→ **Activity**
Reproduce exactly the run of lines that begins with the one containing "OUTPUT = pixel coordinates, one per instance" and ends with the last line of the records, omitting pictures.

→ **Data**
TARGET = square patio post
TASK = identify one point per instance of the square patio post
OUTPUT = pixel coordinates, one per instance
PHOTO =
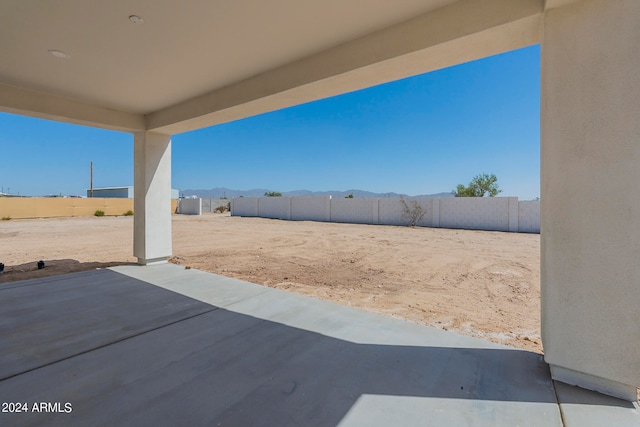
(152, 197)
(590, 209)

→ **Answer box**
OUTPUT = pixel coordinates, one per instance
PHOTO =
(152, 197)
(590, 209)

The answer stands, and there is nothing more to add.